> _PROVIDED RECORDS_
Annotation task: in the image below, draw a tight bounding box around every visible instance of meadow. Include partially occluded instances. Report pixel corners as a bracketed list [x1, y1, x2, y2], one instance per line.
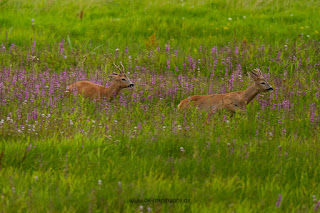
[1, 0, 320, 212]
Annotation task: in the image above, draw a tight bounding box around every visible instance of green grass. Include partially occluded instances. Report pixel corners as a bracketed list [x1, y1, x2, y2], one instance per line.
[1, 0, 320, 212]
[2, 134, 319, 212]
[1, 0, 320, 51]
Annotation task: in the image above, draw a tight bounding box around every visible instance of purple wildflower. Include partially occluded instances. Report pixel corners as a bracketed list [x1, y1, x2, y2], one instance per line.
[276, 194, 282, 208]
[165, 44, 169, 52]
[59, 39, 64, 54]
[315, 200, 320, 212]
[9, 43, 14, 53]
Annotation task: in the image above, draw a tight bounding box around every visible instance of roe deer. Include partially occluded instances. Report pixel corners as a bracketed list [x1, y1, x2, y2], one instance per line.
[178, 68, 273, 114]
[66, 62, 134, 101]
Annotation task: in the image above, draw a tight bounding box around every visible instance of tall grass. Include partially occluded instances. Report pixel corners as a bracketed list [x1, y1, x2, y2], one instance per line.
[1, 39, 320, 211]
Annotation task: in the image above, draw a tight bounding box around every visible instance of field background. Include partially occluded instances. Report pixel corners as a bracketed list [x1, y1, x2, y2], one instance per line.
[1, 0, 320, 212]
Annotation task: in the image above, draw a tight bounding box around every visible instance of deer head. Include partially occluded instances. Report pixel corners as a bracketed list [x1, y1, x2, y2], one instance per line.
[111, 62, 134, 88]
[248, 68, 273, 92]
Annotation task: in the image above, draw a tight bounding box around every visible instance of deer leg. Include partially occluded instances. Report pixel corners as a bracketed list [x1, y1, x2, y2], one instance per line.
[205, 113, 212, 125]
[204, 109, 215, 125]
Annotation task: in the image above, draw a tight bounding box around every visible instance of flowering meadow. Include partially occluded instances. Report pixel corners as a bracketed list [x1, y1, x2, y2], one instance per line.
[1, 0, 320, 212]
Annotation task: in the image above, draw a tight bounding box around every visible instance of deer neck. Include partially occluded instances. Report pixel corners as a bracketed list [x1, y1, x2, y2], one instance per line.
[241, 84, 260, 104]
[105, 83, 122, 99]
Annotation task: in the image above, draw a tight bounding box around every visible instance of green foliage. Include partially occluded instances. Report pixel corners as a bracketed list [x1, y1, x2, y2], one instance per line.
[1, 0, 320, 51]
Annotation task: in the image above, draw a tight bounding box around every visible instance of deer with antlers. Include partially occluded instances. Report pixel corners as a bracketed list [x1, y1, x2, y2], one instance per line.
[178, 68, 273, 116]
[66, 62, 134, 101]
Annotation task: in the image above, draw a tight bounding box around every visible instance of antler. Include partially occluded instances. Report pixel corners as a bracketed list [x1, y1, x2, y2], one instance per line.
[253, 68, 262, 76]
[113, 62, 125, 74]
[113, 62, 122, 73]
[119, 61, 125, 74]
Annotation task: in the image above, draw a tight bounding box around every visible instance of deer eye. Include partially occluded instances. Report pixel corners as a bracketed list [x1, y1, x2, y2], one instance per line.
[261, 82, 265, 85]
[122, 79, 126, 81]
[234, 104, 238, 107]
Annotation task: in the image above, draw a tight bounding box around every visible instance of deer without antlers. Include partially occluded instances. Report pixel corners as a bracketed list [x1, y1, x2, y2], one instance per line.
[66, 62, 134, 101]
[178, 68, 273, 115]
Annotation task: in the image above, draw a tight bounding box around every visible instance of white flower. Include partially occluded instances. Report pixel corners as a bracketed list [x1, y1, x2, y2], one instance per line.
[92, 120, 95, 123]
[180, 147, 185, 152]
[243, 16, 246, 19]
[34, 176, 38, 181]
[228, 18, 232, 21]
[290, 14, 293, 16]
[98, 180, 102, 185]
[307, 35, 310, 37]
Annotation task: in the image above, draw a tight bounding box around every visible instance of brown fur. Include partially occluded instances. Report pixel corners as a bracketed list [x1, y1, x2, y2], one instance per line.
[178, 68, 273, 115]
[178, 93, 246, 113]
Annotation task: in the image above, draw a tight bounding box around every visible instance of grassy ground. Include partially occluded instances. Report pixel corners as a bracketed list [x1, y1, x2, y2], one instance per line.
[1, 0, 320, 212]
[1, 0, 320, 51]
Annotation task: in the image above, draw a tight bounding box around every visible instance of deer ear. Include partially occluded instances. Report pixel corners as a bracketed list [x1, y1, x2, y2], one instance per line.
[109, 73, 119, 79]
[248, 71, 260, 81]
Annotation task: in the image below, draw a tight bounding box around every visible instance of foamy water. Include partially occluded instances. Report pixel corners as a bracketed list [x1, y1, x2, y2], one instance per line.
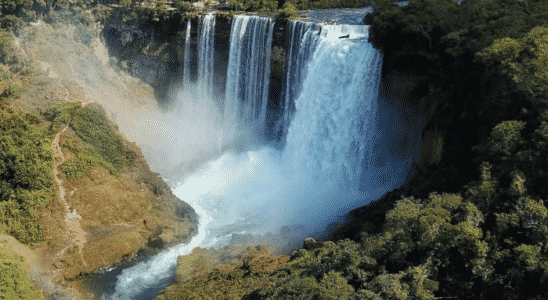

> _PROBLEM_
Each entry is to be transcribed verbatim, and any picture in it is to be skipped.

> _OUTPUT FOR THIS EXERCISE_
Annotation task: in the image below, draw a tight bounding box around every visible instance of meadow. Include partially occluded instances. Report pixel corners as a bracketed list [x1, y1, x2, y2], one instance per line.
[1, 0, 320, 212]
Annotation task: in the image above, draw a tight bounding box around every visible instance of green grass. Include partially occluded instances. Report pixel corners as a bracketed list [x1, y1, x2, y2], one instance per line.
[1, 0, 320, 212]
[2, 134, 319, 212]
[1, 0, 320, 51]
Annotation task: in the image above, draw a tight bounding box around every visible instance of purple wildflower. Include partially occluded instances. Report pixel corners as a bracketed list [x1, y1, x2, y2], one instance per line.
[276, 194, 282, 208]
[165, 44, 169, 52]
[59, 39, 64, 54]
[315, 200, 320, 212]
[9, 43, 14, 53]
Annotation task: in the image above, draw a tight bounding box around every visible instance of roe deer. Include partially occluded instances. Report pixel corners as a bracketed list [x1, y1, x2, y2], one instance per line.
[178, 68, 273, 114]
[66, 62, 134, 101]
Annotation task: in the image above, draw a tight bounding box around every visible instance of tall grass. Include partially occluded instances. Report pixel corners as a bracketed list [x1, y1, x2, y2], one instance per line.
[1, 39, 320, 211]
Annotation task: in the image above, draw a tight bounding box around every visible instance of field background. Include partially occluded instances. Report pixel corners as a bracketed list [x1, y1, x2, y2], one instance per line.
[1, 0, 320, 212]
Annotation task: in the image above, draw a tight bounding box around every visible instance of deer head. Include partially occluded instances. Report pixel corners as a bracketed list [x1, y1, x2, y2], one instance per line.
[111, 62, 134, 88]
[248, 68, 273, 92]
Annotation task: in the image above, draw a tight bounding box around every visible instance of deer leg. Include partially occluded instances. Report pixel corners as a bracketed list [x1, y1, x2, y2], one instance per line.
[205, 113, 212, 125]
[204, 109, 215, 125]
Annotation task: in the image above, draw a tight bounding box around every visible instance of flowering meadow. Include partially occluded instances. Report pixel corners as a bracketed list [x1, y1, x2, y2], one instance per line.
[1, 0, 320, 212]
Annotation task: in the image above, draw a tight bounding box around every visible instance of deer neck. Include partially occluded instances. Report pixel corners as a bracketed list [x1, y1, x2, y2], one instance per line.
[241, 84, 260, 104]
[105, 83, 122, 99]
Annotation task: in the image above, draw a tight bounding box around every visible instance of green foliage. Include partially occluded instances. Report pixel corners as a bracketed list [x1, y1, x2, y2], one instance per line.
[1, 0, 320, 51]
Annotation task: in the image above, draw a tight bounding box around every visible instance of deer with antlers. Include partially occluded instances. Report pixel corners as a bracketed list [x1, y1, x2, y2], one instance per line.
[178, 68, 273, 116]
[66, 62, 134, 101]
Annotation task: in the image above, draw a tight bounding box around every visible instance of antler. Include partially occluded instances. Report pixel corners as a bracketed list [x1, y1, x2, y2], one instance per line.
[253, 68, 262, 76]
[113, 62, 125, 74]
[113, 62, 122, 73]
[119, 61, 125, 74]
Annotation task: in the image above, draw a tight bounding box around every visible instance of deer eye. Include partially occluded instances. Report pixel corners as a bracketed list [x1, y1, x2, y2], one instance per line.
[261, 82, 265, 85]
[122, 79, 126, 81]
[234, 104, 238, 107]
Annotation task: in the image above, draw a tight bounding box around every visible instance of deer without antlers. Include partially occluded instances. Report pixel corners as a bracketed list [x1, y1, x2, y2], one instance per line.
[66, 62, 134, 101]
[178, 68, 273, 115]
Annotation task: in the image above, draw a tight bounding box around every visible instance of white flower. Include partially occluded instances. Report pixel corners as a bracketed list [x1, y1, x2, y2], one instance per line.
[92, 120, 95, 123]
[180, 147, 185, 152]
[243, 16, 246, 19]
[34, 176, 38, 181]
[228, 18, 232, 21]
[290, 14, 293, 16]
[98, 180, 102, 185]
[307, 35, 310, 37]
Annotation task: in the image above, draw a tight bounding box around every visible instance of brown fur. Include partially occluded instances. Report pixel corners as a bracketed list [x1, y1, x2, y2], one instance per line.
[178, 68, 273, 115]
[178, 93, 246, 113]
Annotation task: in the image above, draw a tight bounding box around every visible instance of grassy ground. Include partially occluded instances. Report pixel corners as a bracketed list [x1, y1, x2, y2], one instance per line.
[1, 0, 320, 212]
[1, 0, 320, 51]
Annotation task: in the image above, draw a tight bounding box around every visible instance of deer ear. Include partially occluded instances. Report pixel corners as a bracketed list [x1, y1, x2, y2], one instance per line.
[109, 73, 119, 79]
[248, 71, 260, 81]
Annotation task: in the image below, draw a tight bounding box around every visible instance of foamy water. Include partially occluded instances. Report pixel corners as a bracketed list [x1, y1, x2, y2], one instance per line.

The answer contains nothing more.